» Tugas
Tuliskan ulang tanpa perubahan bagian teks tentang tata ruang pertambangan di Jawa Timur yang dibuka dengan kata-kata yang memuat "Hal ini, menurut" dan ditutup dengan "dalam kategori ini.".

» Kutipan Teks

++++++++++

Hal ini, menurut Wahyu, berbahaya, sebab tambang adalah kegiatan ekstraksi yang mengeruk saripati bumi, sementara budidaya secara definisi adalah sebuah upaya yang terencana untuk memelihara dan mengembang-biakan tanaman atau hewan supaya tetap lestari sehingga hasilnya dapat dimanfaatkan. Parahnya tidak hanya tambang, perumahan, infrastruktur dan pertahanan keamanan dimasukkan dalam kategori ini.

Selanjutnya, pada Pasal 74 paragraf ke-5 menunjukkan, hampir semua wilayah di Jatim adalah kawasan pertambangan mineral, logam, minyak, gas dan panas bumi. Perencanaan ruang ini juga tumpang tindih dengan Pasal 71 tentang pangan dan Pasal 72 tentang pengembangan holtikultura. Selain itu penetapan ruang pertambangan juga tumpang tindih dengan Pasal 54 tentang rencana kawasan lindung, Pasal 55 tentang kawasan lindung, Pasal 56 tentang kawasan perlindungan setempat dan Pasal 57 tentang konservasi.

"Sebagai contoh di Trenggalek, pemerintah mengeluarkan IUP tambang untuk PT SMN, tetapi lokasinya berada dalam kawasan hutan lindung, hutan produksi, hutan rakyat dan kawasan lindung karst. Selain itu juga beririsan dengan kawasan mata air, permukiman dan pesisir," ujar Wahyu.

Wahyu menjelaskan, membaca pola ruang di Jatim yang terbaru, IUP PT SMN tumpang tindih dengan kawasan budidaya perikanan, kawasan wisata, kawasan lindung dan konservasi. Hal yang sama juga terlihat pada keberadaan IUP PT Bumi Suksesindo dan PT Damai Suksesindo di Banyuwangi, yang terdapat tumpang tindih, serta parahnya berbatasan langsung dengan Taman Nasional Meru Betiri.

++++++++++

» Bahan
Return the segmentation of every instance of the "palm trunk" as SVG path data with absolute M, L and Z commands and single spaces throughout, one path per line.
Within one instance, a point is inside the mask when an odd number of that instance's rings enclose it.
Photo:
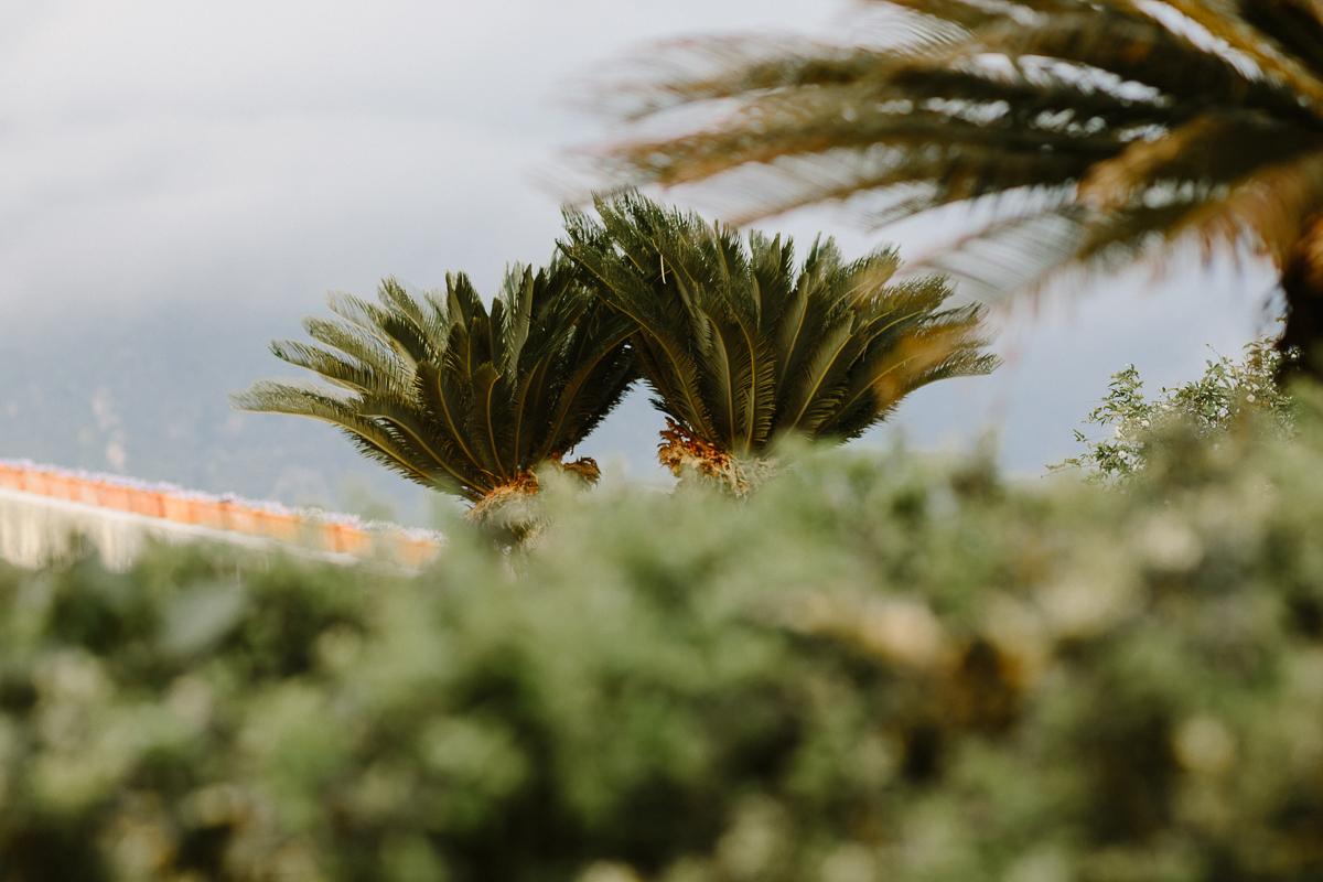
M 732 496 L 746 496 L 777 469 L 775 460 L 738 458 L 713 447 L 673 419 L 665 422 L 658 459 L 681 481 L 697 479 Z
M 549 461 L 585 484 L 597 484 L 602 476 L 597 461 L 587 456 L 562 463 L 560 456 L 553 454 Z M 542 518 L 529 505 L 540 489 L 537 475 L 532 471 L 520 472 L 480 499 L 468 509 L 466 517 L 501 545 L 528 545 L 542 533 L 544 528 Z
M 1278 383 L 1291 377 L 1323 381 L 1323 212 L 1304 223 L 1282 266 L 1286 329 L 1277 341 L 1282 353 Z

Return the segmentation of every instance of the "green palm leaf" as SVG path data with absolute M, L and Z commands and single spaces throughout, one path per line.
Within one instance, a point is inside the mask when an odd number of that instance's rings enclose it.
M 880 223 L 1003 200 L 933 261 L 990 294 L 1184 237 L 1209 251 L 1245 243 L 1282 272 L 1283 346 L 1323 376 L 1323 5 L 871 5 L 893 13 L 885 48 L 680 45 L 668 74 L 618 90 L 626 116 L 724 114 L 614 144 L 603 164 L 627 184 L 726 185 L 740 221 L 860 194 Z
M 422 299 L 386 279 L 377 303 L 328 303 L 336 319 L 304 321 L 315 344 L 271 350 L 331 386 L 262 381 L 234 406 L 332 423 L 370 459 L 475 504 L 558 463 L 638 378 L 634 323 L 565 261 L 512 267 L 491 312 L 463 274 Z
M 828 239 L 796 268 L 789 239 L 741 241 L 638 194 L 598 200 L 597 213 L 566 213 L 562 249 L 636 323 L 644 378 L 672 421 L 668 464 L 680 442 L 720 471 L 789 432 L 856 438 L 914 389 L 995 365 L 980 312 L 943 311 L 938 278 L 892 284 L 893 251 L 844 264 Z

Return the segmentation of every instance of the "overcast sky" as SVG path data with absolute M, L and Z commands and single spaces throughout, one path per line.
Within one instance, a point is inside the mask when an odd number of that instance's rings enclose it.
M 544 262 L 558 198 L 540 184 L 603 134 L 566 100 L 650 41 L 843 26 L 849 4 L 789 0 L 5 0 L 0 4 L 0 340 L 164 303 L 320 309 L 385 274 L 430 288 Z M 761 226 L 881 241 L 830 210 Z M 916 233 L 917 230 L 917 233 Z M 922 233 L 889 231 L 886 238 Z M 1152 387 L 1263 327 L 1262 267 L 1187 263 L 1048 298 L 1009 320 L 994 377 L 917 393 L 921 446 L 999 432 L 1037 471 L 1135 362 Z M 290 328 L 291 335 L 298 328 Z M 187 383 L 188 377 L 172 382 Z M 631 414 L 640 411 L 632 410 Z M 590 452 L 647 459 L 607 426 Z M 642 447 L 640 447 L 642 446 Z M 603 448 L 605 447 L 605 448 Z

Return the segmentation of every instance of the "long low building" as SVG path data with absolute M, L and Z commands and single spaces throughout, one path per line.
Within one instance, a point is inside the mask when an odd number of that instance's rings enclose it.
M 81 537 L 81 538 L 79 538 Z M 91 542 L 106 566 L 128 567 L 149 541 L 212 541 L 352 563 L 426 566 L 445 538 L 434 530 L 288 509 L 172 484 L 0 460 L 0 558 L 34 567 Z

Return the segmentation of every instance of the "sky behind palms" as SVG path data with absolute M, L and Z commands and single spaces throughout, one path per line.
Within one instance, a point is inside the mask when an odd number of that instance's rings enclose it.
M 288 313 L 286 333 L 296 337 L 294 319 L 323 311 L 324 291 L 366 294 L 386 274 L 430 288 L 466 270 L 490 295 L 507 261 L 541 263 L 552 253 L 560 197 L 545 181 L 564 151 L 606 131 L 568 107 L 603 65 L 680 36 L 840 32 L 851 9 L 790 0 L 7 0 L 0 342 L 30 349 L 71 321 L 114 316 L 131 327 L 126 317 L 165 308 L 239 319 L 274 309 Z M 824 229 L 848 255 L 892 239 L 905 255 L 942 223 L 878 235 L 815 209 L 759 226 L 796 238 Z M 1203 272 L 1184 262 L 1155 284 L 1139 271 L 1021 305 L 998 344 L 1003 369 L 921 390 L 871 438 L 904 431 L 937 446 L 998 427 L 1003 461 L 1037 472 L 1076 452 L 1072 430 L 1111 372 L 1135 362 L 1154 387 L 1195 377 L 1212 354 L 1205 344 L 1233 354 L 1270 325 L 1261 305 L 1270 286 L 1262 267 Z M 254 319 L 254 339 L 234 344 L 235 357 L 266 365 L 251 380 L 282 373 L 274 358 L 259 360 L 266 328 Z M 152 382 L 189 381 L 180 370 Z M 643 398 L 586 452 L 624 455 L 632 473 L 646 473 L 660 419 Z

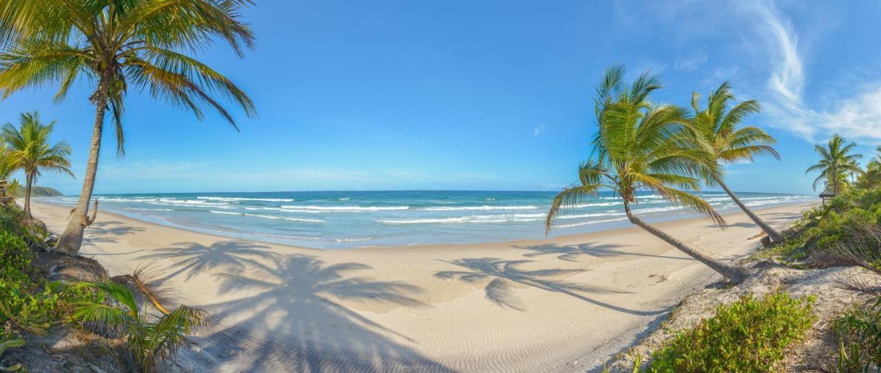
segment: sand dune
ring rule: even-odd
[[[67,207],[33,204],[63,228]],[[805,205],[760,215],[780,227]],[[719,257],[749,253],[747,218],[660,224]],[[211,371],[583,371],[719,280],[635,228],[546,241],[318,250],[100,212],[81,254],[111,274],[154,262],[216,319],[181,363]]]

++++++++++

» Hasil Tugas
Hal ini, menurut Wahyu, berbahaya, sebab tambang adalah kegiatan ekstraksi yang mengeruk saripati bumi, sementara budidaya secara definisi adalah sebuah upaya yang terencana untuk memelihara dan mengembang-biakan tanaman atau hewan supaya tetap lestari sehingga hasilnya dapat dimanfaatkan. Parahnya tidak hanya tambang, perumahan, infrastruktur dan pertahanan keamanan dimasukkan dalam kategori ini.